> CHALLENGE 1
Write out the passage of the blog post on the MIT CIO Symposium from "The CIO Adventure: Now, Next" up to and including "Story+Structure CEO/Founder Chokdee.", substituting "panel discussion" for "round-table".
> CHALLENGE 2
Proceed with the blog post on the MIT CIO Symposium from the point where it stops.

> SELECTION
The CIO Adventure: Now, Next and… Beyond
This blog is a continuation of our MIT CIO Symposium wrap-up. Check-out Part 1 if you haven’t yet. In Part II we pick up with more take-aways from the round-table led by Story+Structure CEO/Founder Chokdee.
Story+Structure CEO/Founder Chokdee led a roundtable discussion covering a wide range of topics exploring the role of human centered design in the technology space. During this discussion we looked at current consumer experience design examples that helped to solidify our positioning on the takeaways, further exploring and identifying what we meant, both for clarification and action.
1. Identifying & managing key touchpoints is critical to establishing your value proposition
One of the startups represented a new kind of cable company based overseas. Competition is stiff, so identifying a key differentiator was top of mind for the company’s CEO/Founder. They began by observing how people watch TV: on-demand programming, ability to record (DVR), and customer demand for low prices. But they also observed that one key touchpoint created either little-to-no engagement or worse, frustration—the remote control. When compared to smartphones, one has to ask, shouldn’t the TV remote offer a similar experience, central to the customer experience?
Another example, raised by a large Silicon Valley computer company, was how to make a dent in an already oversaturated computer systems marketplace. Here, value and experience go a long way. This particular company could provide support services and systems that extended their value proposition beyond their product line by offering services that solved myriad customer issues. Not only could they solve the issues, but internally they could easily scale this service up.
Takeaway: Looking at the entire customer journey top to bottom, leaving no stone unturned, will always offer some insight into increasing, extending, and/or differentiating your value proposition. Note: sometimes that differentiator is staring you in the face (see remote control).
2. How you manage miscues and expectations is important but some mistakes are not forgivable
One of the participants brought up his positive experience with a popular meal kit service. Everyone in our session appreciated this alternative to grocery shopping, cooking, and dining together. Everything you need shows up on your doorstep, cooking instructions are clear and simple, and the meals vary so you get to try new things all the time. There was broad consensus from the group that it was a promising market, but everyone agreed that consistency was essential. One bad meal or a low perception of a meal’s value could result in customers jumping ship and going to a competitor. The key was how the company would respond to critical feedback in terms of speed, changes, and follow up orders.
There are some mistakes, however, that are not so easily forgivable. One example was of a national floral service that not only delivered a poor-quality product on Mother’s Day, but followed up with an offer for replacement flowers on a different day. The service completely missed the context, timing, and emotions of that special day. There is only one Mother’s Day each year and if you blow it, that mistake may be unforgivable, regardless of the follow-up remedy. Incidentally, a full refund and apology would have gone further than an offer for replacement flowers on a non-holiday. Research from Forrester supports the importance of getting it right. Over the past 20 years Forrester notes that the number of bad experiences a customer is willing to have before considering an alternative has gone from 8 to a staggering 1.
Takeaway: Customers are forgiving to a certain degree especially if they understand that a company is new and ironing out kinks. However the key is how well does that company listen to feedback and act upon it given context, value, and timing.

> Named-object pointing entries
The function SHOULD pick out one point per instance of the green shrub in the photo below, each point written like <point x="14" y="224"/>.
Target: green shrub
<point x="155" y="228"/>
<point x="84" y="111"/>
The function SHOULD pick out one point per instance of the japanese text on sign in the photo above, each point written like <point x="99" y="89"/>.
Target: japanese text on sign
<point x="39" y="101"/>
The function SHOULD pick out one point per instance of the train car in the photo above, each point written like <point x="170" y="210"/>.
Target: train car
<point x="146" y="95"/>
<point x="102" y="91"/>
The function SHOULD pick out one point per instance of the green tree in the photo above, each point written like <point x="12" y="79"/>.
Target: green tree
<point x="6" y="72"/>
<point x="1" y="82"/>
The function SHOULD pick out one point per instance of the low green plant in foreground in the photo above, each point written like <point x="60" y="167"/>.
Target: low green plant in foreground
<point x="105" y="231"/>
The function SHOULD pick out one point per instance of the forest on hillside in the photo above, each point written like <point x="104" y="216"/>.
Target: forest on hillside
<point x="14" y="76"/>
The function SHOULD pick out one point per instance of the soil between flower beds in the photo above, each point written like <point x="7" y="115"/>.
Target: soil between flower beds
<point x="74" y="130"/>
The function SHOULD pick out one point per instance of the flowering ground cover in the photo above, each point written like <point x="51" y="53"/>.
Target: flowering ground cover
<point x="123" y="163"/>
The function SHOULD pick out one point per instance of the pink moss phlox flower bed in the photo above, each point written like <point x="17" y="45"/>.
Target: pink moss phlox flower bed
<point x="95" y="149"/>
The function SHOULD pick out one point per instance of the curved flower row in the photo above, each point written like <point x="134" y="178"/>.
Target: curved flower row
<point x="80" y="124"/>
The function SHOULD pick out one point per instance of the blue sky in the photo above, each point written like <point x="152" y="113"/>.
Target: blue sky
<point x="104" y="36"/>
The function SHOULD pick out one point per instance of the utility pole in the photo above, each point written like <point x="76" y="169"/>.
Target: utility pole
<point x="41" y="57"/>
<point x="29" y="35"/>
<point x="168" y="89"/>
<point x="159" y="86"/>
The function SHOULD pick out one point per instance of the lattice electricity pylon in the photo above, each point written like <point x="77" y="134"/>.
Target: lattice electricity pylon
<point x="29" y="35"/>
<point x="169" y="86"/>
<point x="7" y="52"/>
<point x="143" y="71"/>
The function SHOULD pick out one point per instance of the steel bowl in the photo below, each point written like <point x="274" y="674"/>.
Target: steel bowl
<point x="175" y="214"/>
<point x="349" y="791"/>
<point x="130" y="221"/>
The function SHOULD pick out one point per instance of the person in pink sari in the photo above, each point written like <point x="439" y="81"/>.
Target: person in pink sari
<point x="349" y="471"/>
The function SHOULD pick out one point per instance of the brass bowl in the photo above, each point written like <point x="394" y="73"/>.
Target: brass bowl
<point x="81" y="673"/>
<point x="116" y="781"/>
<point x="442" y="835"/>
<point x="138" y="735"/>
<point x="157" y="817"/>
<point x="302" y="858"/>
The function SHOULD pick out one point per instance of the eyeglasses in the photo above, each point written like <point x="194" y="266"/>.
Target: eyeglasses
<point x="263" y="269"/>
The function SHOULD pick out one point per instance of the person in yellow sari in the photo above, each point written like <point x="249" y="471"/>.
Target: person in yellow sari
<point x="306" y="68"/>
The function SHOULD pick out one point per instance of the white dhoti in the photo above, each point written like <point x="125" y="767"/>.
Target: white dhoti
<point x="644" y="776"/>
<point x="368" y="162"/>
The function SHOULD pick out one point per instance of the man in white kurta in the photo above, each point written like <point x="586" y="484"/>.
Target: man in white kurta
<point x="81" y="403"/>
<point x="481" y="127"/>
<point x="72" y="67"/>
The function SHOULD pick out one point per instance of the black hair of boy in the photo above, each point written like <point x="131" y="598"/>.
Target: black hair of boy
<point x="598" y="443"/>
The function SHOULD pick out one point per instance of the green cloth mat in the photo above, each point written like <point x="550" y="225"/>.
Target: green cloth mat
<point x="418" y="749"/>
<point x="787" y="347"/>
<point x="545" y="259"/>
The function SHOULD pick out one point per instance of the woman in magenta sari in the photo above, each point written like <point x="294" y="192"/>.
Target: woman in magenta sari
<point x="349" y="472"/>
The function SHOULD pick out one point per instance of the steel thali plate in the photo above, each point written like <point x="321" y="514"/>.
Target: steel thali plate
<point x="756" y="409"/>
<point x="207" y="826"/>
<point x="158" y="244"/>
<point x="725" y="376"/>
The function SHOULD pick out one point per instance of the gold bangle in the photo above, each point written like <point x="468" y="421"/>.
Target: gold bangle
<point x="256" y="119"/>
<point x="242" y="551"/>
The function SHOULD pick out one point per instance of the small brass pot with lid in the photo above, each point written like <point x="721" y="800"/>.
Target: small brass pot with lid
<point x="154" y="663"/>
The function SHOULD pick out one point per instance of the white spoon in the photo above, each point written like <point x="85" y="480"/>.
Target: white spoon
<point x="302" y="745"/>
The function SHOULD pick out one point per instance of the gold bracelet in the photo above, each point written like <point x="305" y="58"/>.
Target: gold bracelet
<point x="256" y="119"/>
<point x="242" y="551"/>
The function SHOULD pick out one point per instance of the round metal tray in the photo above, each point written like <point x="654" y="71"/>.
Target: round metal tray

> EXERCISE OUTPUT 1
The CIO Adventure: Now, Next and… Beyond
This blog is a continuation of our MIT CIO Symposium wrap-up. Check-out Part 1 if you haven’t yet. In Part II we pick up with more take-aways from the panel discussion led by Story+Structure CEO/Founder Chokdee.

> EXERCISE OUTPUT 2
3. MVP only works if you respond to issues quickly—and don’t make perfect the enemy of good
Building on our last takeaway, many consumers who are willing to try out a new company, product, and/or service are likely to be much less understanding when issues arise. New adopters will find a way to work around bugs or design flaws to get to the value of the experience. For example, there are many IoT apps still in their infancy, but users consider the tradeoff worth the convenience of managing their home appliances and will be less demanding of the UI/UX. For a product to reach the wider market it must be mature and seamless.
Enter the MVP: Minimal Viable Product. Everyone in our session agreed that you can get a lot more value from an MVP if you respond to issues quickly and thoughtfully. This is a key insight into user experience development. Your response—and response time—will help you win over more customers who are willing to not only test your products, but offer you a development roadmap.
Takeaway: Early adopters who are engaged with an MVP understand that there will be issues, and when those issues arise, consumers want to provide feedback and see the issue addressed. How you listen and respond to that feedback, as well as the actions you take, will help you grow your product/service in alignment with customer needs, thus reducing risk and increasing user adoption.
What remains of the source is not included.